**Exercise goal**
Copy every row below word for word, leaving out the pictures.
[start of Records supplied]
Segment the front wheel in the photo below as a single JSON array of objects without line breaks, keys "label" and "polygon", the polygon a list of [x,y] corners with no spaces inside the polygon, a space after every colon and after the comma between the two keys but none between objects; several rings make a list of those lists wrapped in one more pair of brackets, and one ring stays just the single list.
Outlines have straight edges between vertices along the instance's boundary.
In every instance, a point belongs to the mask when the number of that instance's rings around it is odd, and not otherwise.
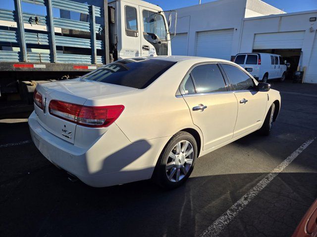
[{"label": "front wheel", "polygon": [[273,124],[273,119],[274,118],[274,112],[275,110],[275,105],[272,104],[271,108],[268,110],[265,119],[264,120],[263,125],[260,129],[260,132],[263,135],[268,136],[271,132],[272,129],[272,125]]},{"label": "front wheel", "polygon": [[197,156],[196,141],[190,133],[179,132],[165,146],[158,158],[154,181],[167,189],[177,188],[188,178]]}]

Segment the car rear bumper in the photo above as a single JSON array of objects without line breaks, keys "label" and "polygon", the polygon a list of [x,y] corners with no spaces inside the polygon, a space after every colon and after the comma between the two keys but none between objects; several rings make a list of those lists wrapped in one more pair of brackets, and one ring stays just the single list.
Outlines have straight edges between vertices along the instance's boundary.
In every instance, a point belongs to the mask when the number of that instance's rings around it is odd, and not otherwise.
[{"label": "car rear bumper", "polygon": [[151,178],[160,150],[168,139],[132,143],[113,123],[92,146],[84,149],[48,132],[34,112],[29,126],[33,142],[49,160],[93,187]]}]

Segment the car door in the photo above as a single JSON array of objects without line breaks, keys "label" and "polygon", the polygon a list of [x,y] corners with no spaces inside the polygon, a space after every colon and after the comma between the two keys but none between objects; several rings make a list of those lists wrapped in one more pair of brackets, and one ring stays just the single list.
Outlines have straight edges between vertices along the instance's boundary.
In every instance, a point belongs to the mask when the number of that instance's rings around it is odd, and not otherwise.
[{"label": "car door", "polygon": [[204,136],[206,150],[230,140],[238,111],[234,93],[227,88],[216,63],[196,66],[180,87],[193,119]]},{"label": "car door", "polygon": [[238,115],[233,138],[243,136],[262,125],[267,101],[267,92],[259,91],[254,79],[231,64],[221,64],[238,101]]}]

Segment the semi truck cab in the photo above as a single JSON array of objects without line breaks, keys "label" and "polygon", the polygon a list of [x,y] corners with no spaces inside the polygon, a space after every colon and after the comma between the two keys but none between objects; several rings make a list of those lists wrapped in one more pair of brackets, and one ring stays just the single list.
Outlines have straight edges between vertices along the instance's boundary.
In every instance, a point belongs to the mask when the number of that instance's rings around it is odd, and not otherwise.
[end of Records supplied]
**Result of this exercise**
Segment the front wheel in the photo below as a single JSON array of objects without line breaks, keys "label" and "polygon", the polygon a list of [x,y] corners with no spaces inside the polygon, a space after every colon and after the comma between the two keys but none between objects; several rings make a list of those lists wrapped in one more pair of brackets, and one ring stays just the single list.
Outlines have straight edges between vertices along the instance's boundary.
In every instance, a point belongs to the mask when the number of that instance's rings around it is odd, and not otherwise.
[{"label": "front wheel", "polygon": [[273,124],[273,119],[274,118],[274,112],[275,110],[275,105],[272,104],[271,108],[268,110],[265,119],[264,120],[263,125],[260,129],[260,132],[263,135],[268,136],[271,132],[272,129],[272,125]]},{"label": "front wheel", "polygon": [[197,156],[196,141],[190,133],[179,132],[165,146],[158,158],[154,181],[167,189],[177,188],[188,178]]}]

Segment the car rear bumper in the photo above as a single JSON array of objects without line breaks, keys "label" and "polygon", the polygon a list of [x,y] corners with no spaces inside the polygon, a space after every colon and after the comma between the two keys but none between objects; several rings make a list of those lists wrapped in one more pair of brackets, and one ring stays just the single list.
Outlines have straight edges between vertices along the instance's boundary.
In every instance, a point belongs to the mask when the number of that instance's rings around it is odd, and not otherwise.
[{"label": "car rear bumper", "polygon": [[151,178],[160,150],[168,139],[132,143],[113,123],[92,146],[84,149],[48,132],[34,112],[29,126],[33,142],[49,160],[93,187]]}]

Segment the car door in the photo above as a single JSON array of objects without line breaks, keys "label" and "polygon", the polygon a list of [x,y] corners with no spaces inside the polygon, a space after every colon and after the comma between the two keys but none between objects; several rings make a list of those lists wrapped in one more pair of brackets, and one ring stays just the single list.
Outlines have straight edges between vertices along the instance's boundary.
In every instance, a point belongs to the mask when the number of that instance's rings around it is odd, and not otherwise.
[{"label": "car door", "polygon": [[204,136],[206,150],[230,140],[238,111],[234,93],[227,88],[216,63],[196,66],[180,87],[193,119]]},{"label": "car door", "polygon": [[238,115],[233,138],[243,136],[262,125],[267,101],[267,92],[259,91],[254,79],[231,64],[221,64],[238,101]]}]

Segment the semi truck cab in the photo above as a single JSON array of objects without line breaks, keys "label" and "polygon", the polygon a list of [x,y] corners with no spaces inside the polygon, a space after every colon and after the comma between the two keys but none between objects; several rings make a list of those lists wrapped in one more pair of brackets, and one ring stays just the single list.
Outlines have straight edges between vertices along the instance's boundary.
In every instance, a point belongs to the mask when the number of that instance's rings around it is odd, and not otherwise.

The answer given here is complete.